*WORK REQUIRED*: Reproduce every one of the records below word for word, keeping each line as it stands.

*EXERCISE DATA*:
· · ·
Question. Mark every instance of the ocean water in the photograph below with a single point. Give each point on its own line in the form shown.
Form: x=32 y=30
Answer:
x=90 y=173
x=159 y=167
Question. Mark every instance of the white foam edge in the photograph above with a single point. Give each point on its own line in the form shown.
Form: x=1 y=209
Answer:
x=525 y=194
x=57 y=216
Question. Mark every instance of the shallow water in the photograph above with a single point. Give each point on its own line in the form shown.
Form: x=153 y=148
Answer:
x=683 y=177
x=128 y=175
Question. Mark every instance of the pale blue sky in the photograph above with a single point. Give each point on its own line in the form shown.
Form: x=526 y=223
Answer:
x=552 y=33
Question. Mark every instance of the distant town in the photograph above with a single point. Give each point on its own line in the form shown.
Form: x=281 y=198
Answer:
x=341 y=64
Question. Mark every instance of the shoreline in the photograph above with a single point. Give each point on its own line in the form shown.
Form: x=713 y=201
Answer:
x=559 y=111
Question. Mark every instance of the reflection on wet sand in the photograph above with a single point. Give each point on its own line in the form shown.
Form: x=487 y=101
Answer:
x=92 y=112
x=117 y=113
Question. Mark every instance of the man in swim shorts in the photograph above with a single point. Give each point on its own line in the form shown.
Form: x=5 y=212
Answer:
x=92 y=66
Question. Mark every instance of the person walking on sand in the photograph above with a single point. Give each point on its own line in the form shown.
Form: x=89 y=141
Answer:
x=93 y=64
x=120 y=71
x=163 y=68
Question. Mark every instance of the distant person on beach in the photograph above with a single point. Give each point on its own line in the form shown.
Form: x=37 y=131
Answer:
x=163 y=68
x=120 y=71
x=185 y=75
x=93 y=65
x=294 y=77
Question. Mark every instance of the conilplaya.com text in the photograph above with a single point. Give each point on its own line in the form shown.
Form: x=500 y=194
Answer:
· · ·
*TASK SOLUTION*:
Question. Mark every instance of the ocean water in the photograph below with a single point. Give each point on its own line in the form shown.
Form: x=32 y=30
Answer:
x=90 y=173
x=159 y=167
Question. Mark every instance of the white foam edge in the photograph above with a single point. Give each point on its own line in the form shown.
Form: x=1 y=209
Answer:
x=525 y=194
x=57 y=216
Question. Mark every instance of the shallow water in the photograph above with a single point. Give each point on its own line in the form shown.
Form: x=153 y=148
Answer:
x=683 y=177
x=128 y=175
Question. Mark every instance of the pale blue sky in the photograph above with a single point. Give each point on its own line in the form shown.
Form: x=526 y=223
Answer:
x=552 y=33
Question. Mark every instance of the distant town in the photograph above with a single point. Give each point on its own line in the form shown.
Form: x=281 y=198
Answer:
x=341 y=64
Question. Mark every instance of the shoreline in the photograph above with a single point. Give each point on its own line in the form shown.
Form: x=713 y=201
Answer:
x=559 y=111
Question. Mark every instance of the reflection on wet sand in the photograph above with a single point. Give each point on its own line in the form shown.
Form: x=487 y=101
Answer:
x=92 y=112
x=117 y=113
Question. Mark every instance of the man in swim shorts in the photograph above with a single point. Give each point on its own line in the form shown.
Form: x=5 y=212
Answer:
x=92 y=66
Question. Mark every instance of the person walking on sand in the photograph above with a single point. Give each point on its own line in the form shown.
Form: x=89 y=141
Answer:
x=93 y=64
x=120 y=71
x=163 y=68
Question. Mark every instance of the distant person on beach in the photograph above with a single point. Give each point on its own line in the form shown.
Form: x=37 y=131
Answer:
x=163 y=68
x=120 y=71
x=185 y=75
x=93 y=65
x=294 y=77
Question. Mark every instance of the conilplaya.com text in the photograph above with a single point. Give each point on its own line in the form shown.
Form: x=500 y=194
Answer:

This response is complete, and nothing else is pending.